*Text shown:*
Hoping to have a poster created for their son’s room, Gill contacted Fife illustrator Gilli B – and she too fell in love with Leo’s birthday present.
Gill said: “I wanted to get someone in Fife to do it so that I could meet them and chat to them about it.
“I found Gilli B online; her work was so innocent and whimsical, it was perfect.
“We got on like a house on fire and she fell in love with the story and asked if she could illustrate it to create a book for Leo’s birthday instead of a poster.
“So that’s what she did. It was only ever meant to be a special gift for Leo though.”
However, during one of the family’s regular visits to Rachel House, they packed the book for staff to read to him. When Gill and Andrew returned to pick Leo up, she’d won her first rave reviews.
Gill said: “They had all written lovely comments inside saying how much they loved it.
“They thought it was wonderful and nagged me to try to get it published.”
Luckily, Gill (41) and Andrew (42) – who ran their own financial advisory business before Leo was born – knew author Peter Burnett, the husband of one of their colleagues.
So they contacted him to get some advice.
Gill said: “Peter knew someone at Fledgling Press and took it to them, although he warned me that they didn’t usually publish children’s books.
“But they fell in love with it too and were really keen to publish it.”
Leo and the Lightning Dragons was published last Wednesday and a launch event will be held at Waterstones in Edinburgh’s Ocean Terminal this Saturday from 11am to noon.
Gill said: “I’m so excited; I can’t believe the book is being launched at Waterstones and we’ve got a really fun event planned.
“The in-house musician at Rachel House, Rachel Drury, has created a minstrel song for the book and will be performing it at the launch.
“I’ll be reading the book and we’ll have arts and crafts for the wee ones and Bucks Fizz for the adults.
“I can’t believe Leo’s birthday present is going to help other children.”
At the heart of the story is a lesson that Leo has taught his own parents.

*Given records:*

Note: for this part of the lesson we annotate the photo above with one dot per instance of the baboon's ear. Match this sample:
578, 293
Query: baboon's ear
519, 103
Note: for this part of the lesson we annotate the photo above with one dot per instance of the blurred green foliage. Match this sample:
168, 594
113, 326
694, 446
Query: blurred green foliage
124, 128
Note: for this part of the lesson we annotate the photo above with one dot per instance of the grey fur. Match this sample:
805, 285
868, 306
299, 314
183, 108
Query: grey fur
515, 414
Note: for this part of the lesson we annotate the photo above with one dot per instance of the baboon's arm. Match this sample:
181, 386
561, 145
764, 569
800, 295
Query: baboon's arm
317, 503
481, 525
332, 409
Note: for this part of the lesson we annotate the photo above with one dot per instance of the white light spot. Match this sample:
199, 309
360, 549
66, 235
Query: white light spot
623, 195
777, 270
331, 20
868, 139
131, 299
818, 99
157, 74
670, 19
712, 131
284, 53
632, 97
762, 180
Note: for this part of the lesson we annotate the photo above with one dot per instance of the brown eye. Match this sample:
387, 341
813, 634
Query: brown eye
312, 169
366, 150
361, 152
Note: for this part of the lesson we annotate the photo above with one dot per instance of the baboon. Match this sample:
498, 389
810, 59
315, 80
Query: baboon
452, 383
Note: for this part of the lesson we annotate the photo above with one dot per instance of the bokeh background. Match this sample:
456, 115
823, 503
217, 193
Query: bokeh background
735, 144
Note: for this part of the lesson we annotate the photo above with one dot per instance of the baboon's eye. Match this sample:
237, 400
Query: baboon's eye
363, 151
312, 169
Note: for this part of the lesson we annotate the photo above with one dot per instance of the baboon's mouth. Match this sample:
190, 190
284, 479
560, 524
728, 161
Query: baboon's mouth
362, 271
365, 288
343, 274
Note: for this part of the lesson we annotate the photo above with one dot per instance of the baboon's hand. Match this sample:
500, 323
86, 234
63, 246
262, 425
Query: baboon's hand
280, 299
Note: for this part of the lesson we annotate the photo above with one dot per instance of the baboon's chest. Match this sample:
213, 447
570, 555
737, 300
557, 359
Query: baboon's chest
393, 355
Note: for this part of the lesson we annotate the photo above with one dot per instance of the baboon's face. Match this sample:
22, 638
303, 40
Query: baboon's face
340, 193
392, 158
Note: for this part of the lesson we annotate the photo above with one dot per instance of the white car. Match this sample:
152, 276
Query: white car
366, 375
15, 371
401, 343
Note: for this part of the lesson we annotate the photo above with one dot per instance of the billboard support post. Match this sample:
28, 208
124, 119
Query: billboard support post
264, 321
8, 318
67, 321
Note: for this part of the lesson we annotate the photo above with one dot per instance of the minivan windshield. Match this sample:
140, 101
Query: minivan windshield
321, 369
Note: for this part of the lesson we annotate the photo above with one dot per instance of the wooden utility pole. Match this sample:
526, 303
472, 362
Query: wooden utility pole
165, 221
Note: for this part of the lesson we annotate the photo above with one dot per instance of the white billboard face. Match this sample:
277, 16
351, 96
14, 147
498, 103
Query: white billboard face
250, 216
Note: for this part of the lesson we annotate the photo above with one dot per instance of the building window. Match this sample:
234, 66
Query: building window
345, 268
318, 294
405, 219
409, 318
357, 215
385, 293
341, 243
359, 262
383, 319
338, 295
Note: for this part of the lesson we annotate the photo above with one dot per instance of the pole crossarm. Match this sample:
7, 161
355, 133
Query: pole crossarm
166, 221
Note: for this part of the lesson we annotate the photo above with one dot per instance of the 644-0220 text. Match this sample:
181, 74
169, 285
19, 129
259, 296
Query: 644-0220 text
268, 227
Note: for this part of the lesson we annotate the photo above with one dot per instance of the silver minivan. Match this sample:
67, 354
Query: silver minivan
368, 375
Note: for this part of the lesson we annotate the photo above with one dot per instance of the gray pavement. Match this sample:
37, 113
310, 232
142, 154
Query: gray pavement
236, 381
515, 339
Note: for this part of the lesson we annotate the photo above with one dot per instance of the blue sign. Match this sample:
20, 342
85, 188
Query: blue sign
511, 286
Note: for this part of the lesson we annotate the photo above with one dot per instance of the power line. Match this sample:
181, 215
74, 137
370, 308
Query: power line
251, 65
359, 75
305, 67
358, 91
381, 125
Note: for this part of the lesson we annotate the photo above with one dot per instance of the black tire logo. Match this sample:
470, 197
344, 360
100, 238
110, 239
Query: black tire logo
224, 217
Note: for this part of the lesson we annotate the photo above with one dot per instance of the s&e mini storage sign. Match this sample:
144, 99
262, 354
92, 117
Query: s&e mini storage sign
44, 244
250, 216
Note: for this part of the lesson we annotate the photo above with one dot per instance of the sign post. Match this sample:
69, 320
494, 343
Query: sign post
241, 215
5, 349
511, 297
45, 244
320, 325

*Exercise set:*
[1] List every person named in the article about Leo's book.
[2] Carry the article about Leo's book forward from its last sentence.
None of the material is needed here.

*Answers given:*
[1] Gill, Gilli B, Leo, Andrew, Peter Burnett, Rachel Drury

[2]
Gill explained: “The book encourages children to persevere and find strength in the face of adversity, even when it seems like nothing is working.”
Half of children with Leo’s condition do not survive past two years old.
Now aged three, he is still defying the odds but his parents know his story may not have a fairy tale ending.
Gill added: “You are always taught that if you fight and fight and fight you can overcome anything.
“Leo is doing that but ultimately his condition can’t be cured.
“He deserves a much happier ending story so I wrote him one that we can always treasure.”
Praise for the NHS and CHAS
Gill and Andrew White have nothing but praise for the NHS team at Victoria Hospital in Kirkcaldy and the community team who stay at their St Andrews home three nights a week to let them get a rest.
Gill said: “We take it in shifts to look after Leo during the night as he has sleep apnea and needs round-the-clock care.
“We don’t know what we’d do without the community care team – we’d be really stuck. We can’t praise them enough.”
The family also has the support of the CHAS at Home service, run by Rachel House, which offers respite during the day so Gill and Andrew can spend time together, away from their caring roles.
The couple met in 2001, married in 2003 and worked together for 16 years in Andrew’s financial advisory firm so, luckily, were used to working as a team and spending a lot of time together.
Gill said: “CHAS has been amazing, allowing us to spend time together as a couple to remember who we are, away from being Leo’s parents.
“We also go to Rachel House regularly and the staff there work with the hospital to try to balance things to keep Leo at home as much as possible. He has an incredible team.
“Leo has a difficult time of it but we recently celebrated one year with no hospital stays.
“We are in and out quite a lot but part of the reason we can stay at home is because we have so much support.”
Gill is now working with Pamis, a charity which promotes a more inclusive society, to turn Leo’s book into a sensory story.
She added: “I’ve been working with Maureen Philip so that those with learning difficulties can enjoy the book through touch, smell and sound.
“It should be launched next month and will be toured around schools and children’s book festivals.”